*** SOURCE RECORDS Section Begins ***

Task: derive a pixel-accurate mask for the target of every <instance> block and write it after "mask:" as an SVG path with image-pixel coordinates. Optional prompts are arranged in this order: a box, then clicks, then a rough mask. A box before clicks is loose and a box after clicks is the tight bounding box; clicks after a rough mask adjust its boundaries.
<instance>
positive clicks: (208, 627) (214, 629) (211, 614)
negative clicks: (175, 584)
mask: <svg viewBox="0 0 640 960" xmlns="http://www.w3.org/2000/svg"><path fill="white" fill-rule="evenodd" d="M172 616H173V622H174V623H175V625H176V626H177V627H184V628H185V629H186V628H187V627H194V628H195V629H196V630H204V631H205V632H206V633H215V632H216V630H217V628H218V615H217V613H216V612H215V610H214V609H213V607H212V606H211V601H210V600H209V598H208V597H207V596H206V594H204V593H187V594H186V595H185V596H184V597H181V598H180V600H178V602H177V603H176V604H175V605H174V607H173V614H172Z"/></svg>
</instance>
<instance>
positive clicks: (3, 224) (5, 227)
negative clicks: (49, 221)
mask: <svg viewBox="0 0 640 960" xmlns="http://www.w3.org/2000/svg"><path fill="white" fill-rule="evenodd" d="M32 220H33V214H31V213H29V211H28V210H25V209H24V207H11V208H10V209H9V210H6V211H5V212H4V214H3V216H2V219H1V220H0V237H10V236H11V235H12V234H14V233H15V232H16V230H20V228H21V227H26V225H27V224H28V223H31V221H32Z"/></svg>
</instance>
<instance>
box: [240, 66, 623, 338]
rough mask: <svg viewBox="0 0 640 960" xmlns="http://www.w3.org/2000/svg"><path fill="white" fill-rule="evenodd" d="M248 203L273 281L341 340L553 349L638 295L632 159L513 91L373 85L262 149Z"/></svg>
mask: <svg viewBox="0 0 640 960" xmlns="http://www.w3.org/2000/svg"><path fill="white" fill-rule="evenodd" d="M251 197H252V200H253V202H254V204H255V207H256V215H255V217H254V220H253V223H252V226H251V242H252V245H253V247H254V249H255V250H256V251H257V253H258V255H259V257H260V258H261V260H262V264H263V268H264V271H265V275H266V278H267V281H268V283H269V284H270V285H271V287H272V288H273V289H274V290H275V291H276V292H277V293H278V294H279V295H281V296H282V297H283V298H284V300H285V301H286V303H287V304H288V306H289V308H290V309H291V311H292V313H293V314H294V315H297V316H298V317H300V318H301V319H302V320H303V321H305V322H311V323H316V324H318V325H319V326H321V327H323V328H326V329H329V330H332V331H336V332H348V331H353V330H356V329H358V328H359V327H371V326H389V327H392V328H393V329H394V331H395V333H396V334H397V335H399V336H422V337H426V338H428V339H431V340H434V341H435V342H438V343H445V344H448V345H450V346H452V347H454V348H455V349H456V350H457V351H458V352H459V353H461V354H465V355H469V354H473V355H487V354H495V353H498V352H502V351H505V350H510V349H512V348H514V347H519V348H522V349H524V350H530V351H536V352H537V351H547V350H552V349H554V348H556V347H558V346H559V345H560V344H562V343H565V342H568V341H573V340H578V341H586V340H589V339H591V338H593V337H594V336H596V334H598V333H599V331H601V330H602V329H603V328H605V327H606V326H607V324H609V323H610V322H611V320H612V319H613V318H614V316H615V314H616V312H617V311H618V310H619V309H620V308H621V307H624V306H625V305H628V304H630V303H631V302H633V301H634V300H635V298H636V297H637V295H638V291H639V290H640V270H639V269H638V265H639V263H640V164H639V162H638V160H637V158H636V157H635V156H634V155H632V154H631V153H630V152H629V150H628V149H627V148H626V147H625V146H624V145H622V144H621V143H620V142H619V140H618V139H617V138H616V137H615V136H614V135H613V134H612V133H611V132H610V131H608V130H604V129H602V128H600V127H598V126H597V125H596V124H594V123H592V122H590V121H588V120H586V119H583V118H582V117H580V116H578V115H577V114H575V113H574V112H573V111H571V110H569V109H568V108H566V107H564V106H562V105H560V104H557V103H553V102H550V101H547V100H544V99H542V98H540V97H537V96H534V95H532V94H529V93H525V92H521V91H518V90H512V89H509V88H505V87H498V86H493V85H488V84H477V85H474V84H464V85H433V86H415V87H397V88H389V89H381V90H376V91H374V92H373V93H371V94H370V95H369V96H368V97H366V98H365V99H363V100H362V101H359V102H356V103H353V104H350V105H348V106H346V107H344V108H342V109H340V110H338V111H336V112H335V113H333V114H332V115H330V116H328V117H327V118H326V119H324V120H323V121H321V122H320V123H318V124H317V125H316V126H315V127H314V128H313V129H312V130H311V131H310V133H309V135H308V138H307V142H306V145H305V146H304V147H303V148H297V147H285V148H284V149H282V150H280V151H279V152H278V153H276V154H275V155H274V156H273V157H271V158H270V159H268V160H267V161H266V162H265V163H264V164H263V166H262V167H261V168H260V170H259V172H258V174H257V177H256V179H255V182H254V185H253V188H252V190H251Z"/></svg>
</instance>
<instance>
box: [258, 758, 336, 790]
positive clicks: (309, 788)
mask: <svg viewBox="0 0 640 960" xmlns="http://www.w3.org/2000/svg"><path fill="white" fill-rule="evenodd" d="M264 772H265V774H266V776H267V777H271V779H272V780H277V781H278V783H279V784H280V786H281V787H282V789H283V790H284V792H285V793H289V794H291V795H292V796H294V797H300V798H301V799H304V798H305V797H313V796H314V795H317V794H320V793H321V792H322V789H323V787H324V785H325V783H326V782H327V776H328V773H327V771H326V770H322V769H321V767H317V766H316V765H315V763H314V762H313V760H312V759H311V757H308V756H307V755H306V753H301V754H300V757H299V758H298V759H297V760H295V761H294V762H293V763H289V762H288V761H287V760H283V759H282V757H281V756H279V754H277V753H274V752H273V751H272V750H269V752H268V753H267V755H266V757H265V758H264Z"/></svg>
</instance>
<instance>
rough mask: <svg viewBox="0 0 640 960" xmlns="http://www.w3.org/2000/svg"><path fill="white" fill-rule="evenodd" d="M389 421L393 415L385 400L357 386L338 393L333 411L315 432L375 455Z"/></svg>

*** SOURCE RECORDS Section Ends ***

## WHAT TO PRODUCE
Your task is to repeat each of the records above exactly.

## SOLUTION FOR THIS PROBLEM
Task: derive a pixel-accurate mask for the target of every <instance> block and write it after "mask:" as an SVG path with image-pixel coordinates. Optional prompts are arranged in this order: a box, then clicks, then a rough mask. A box before clicks is loose and a box after clicks is the tight bounding box; clicks after a rough mask adjust its boundaries.
<instance>
positive clicks: (208, 627) (214, 629) (211, 614)
negative clicks: (175, 584)
mask: <svg viewBox="0 0 640 960" xmlns="http://www.w3.org/2000/svg"><path fill="white" fill-rule="evenodd" d="M172 616H173V622H174V623H175V625H176V626H177V627H184V628H185V629H186V628H187V627H194V628H195V629H196V630H204V631H205V632H206V633H215V632H216V630H217V628H218V615H217V613H216V612H215V610H214V609H213V607H212V606H211V601H210V600H209V598H208V597H207V596H206V594H204V593H187V594H186V595H185V596H184V597H181V598H180V600H178V602H177V603H176V604H175V605H174V607H173V614H172Z"/></svg>
</instance>
<instance>
positive clicks: (3, 224) (5, 227)
negative clicks: (49, 221)
mask: <svg viewBox="0 0 640 960" xmlns="http://www.w3.org/2000/svg"><path fill="white" fill-rule="evenodd" d="M32 220H33V214H31V213H29V211H28V210H25V209H24V207H11V208H10V209H9V210H6V211H5V212H4V214H3V216H2V219H1V220H0V237H10V236H11V235H12V234H14V233H15V232H16V230H20V228H21V227H26V225H27V224H28V223H31V221H32Z"/></svg>
</instance>
<instance>
box: [240, 66, 623, 338]
rough mask: <svg viewBox="0 0 640 960" xmlns="http://www.w3.org/2000/svg"><path fill="white" fill-rule="evenodd" d="M248 203L273 281L341 340L553 349L638 295L632 159L513 91L373 85L262 149Z"/></svg>
mask: <svg viewBox="0 0 640 960" xmlns="http://www.w3.org/2000/svg"><path fill="white" fill-rule="evenodd" d="M251 197H252V200H253V202H254V204H255V207H256V215H255V217H254V220H253V223H252V226H251V242H252V245H253V247H254V249H255V250H256V251H257V253H258V255H259V257H260V258H261V260H262V264H263V268H264V271H265V275H266V278H267V281H268V283H269V284H270V285H271V287H272V288H273V289H274V290H275V291H276V292H277V293H278V294H279V295H281V296H282V297H283V298H284V300H285V301H286V303H287V304H288V306H289V308H290V309H291V311H292V313H293V314H294V315H297V316H298V317H300V318H301V319H302V320H303V321H305V322H311V323H316V324H318V325H319V326H321V327H323V328H326V329H329V330H332V331H336V332H348V331H353V330H356V329H358V328H359V327H371V326H389V327H392V328H393V329H394V331H395V333H396V334H397V335H399V336H422V337H426V338H428V339H431V340H434V341H435V342H438V343H445V344H448V345H450V346H452V347H454V348H455V349H456V350H457V351H458V352H459V353H461V354H465V355H469V354H473V355H487V354H495V353H498V352H502V351H505V350H510V349H512V348H514V347H519V348H522V349H524V350H530V351H536V352H537V351H547V350H552V349H554V348H556V347H558V346H559V345H560V344H562V343H565V342H568V341H573V340H578V341H586V340H589V339H591V338H593V337H594V336H596V334H598V333H599V331H601V330H602V329H603V328H605V327H606V326H607V324H609V323H610V322H611V320H612V319H613V318H614V316H615V314H616V312H617V311H618V310H619V309H620V308H621V307H624V306H625V305H628V304H630V303H631V302H633V301H634V300H635V298H636V297H637V295H638V291H639V290H640V270H639V269H638V265H639V263H640V164H639V162H638V160H637V158H636V157H635V156H634V155H632V154H631V153H630V152H629V150H628V149H627V148H626V147H625V146H624V145H622V144H621V143H620V142H619V140H618V139H617V138H616V137H615V136H614V135H613V134H612V133H611V132H610V131H608V130H604V129H602V128H600V127H598V126H597V125H596V124H594V123H592V122H590V121H588V120H586V119H583V118H582V117H580V116H578V115H577V114H575V113H574V112H573V111H571V110H569V109H568V108H566V107H564V106H562V105H560V104H557V103H553V102H550V101H547V100H544V99H542V98H540V97H537V96H534V95H532V94H529V93H525V92H521V91H518V90H512V89H509V88H505V87H498V86H493V85H488V84H477V85H474V84H464V85H433V86H415V87H397V88H389V89H381V90H376V91H374V92H373V93H371V94H370V95H369V96H368V97H366V98H365V99H363V100H362V101H359V102H356V103H353V104H350V105H348V106H346V107H344V108H342V109H340V110H338V111H336V112H335V113H333V114H332V115H330V116H328V117H327V118H326V119H324V120H323V121H321V122H320V123H318V124H317V125H316V126H315V127H314V128H313V129H312V130H311V131H310V133H309V135H308V138H307V142H306V145H305V146H304V147H303V148H297V147H285V148H284V149H282V150H280V151H279V152H278V153H276V154H275V155H274V156H273V157H271V158H270V159H268V160H267V161H266V162H265V163H264V164H263V166H262V167H261V168H260V170H259V172H258V174H257V177H256V179H255V182H254V185H253V188H252V190H251Z"/></svg>
</instance>
<instance>
box: [258, 758, 336, 790]
positive clicks: (309, 788)
mask: <svg viewBox="0 0 640 960" xmlns="http://www.w3.org/2000/svg"><path fill="white" fill-rule="evenodd" d="M264 772H265V774H266V776H267V777H271V779H272V780H277V781H278V783H279V784H280V786H281V787H282V789H283V790H284V792H285V793H289V794H291V795H292V796H294V797H300V798H301V799H304V798H305V797H313V796H314V795H317V794H320V793H321V792H322V789H323V787H324V785H325V783H326V782H327V776H328V773H327V771H326V770H322V769H321V767H317V766H316V765H315V763H314V762H313V760H312V759H311V757H308V756H307V755H306V753H301V754H300V757H299V758H298V759H297V760H295V761H294V762H293V763H289V762H288V761H287V760H283V759H282V757H281V756H279V754H277V753H274V752H273V751H272V750H269V752H268V753H267V755H266V757H265V758H264Z"/></svg>
</instance>
<instance>
rough mask: <svg viewBox="0 0 640 960" xmlns="http://www.w3.org/2000/svg"><path fill="white" fill-rule="evenodd" d="M389 421L393 415L385 400L357 386L338 393L333 411L315 432L375 455Z"/></svg>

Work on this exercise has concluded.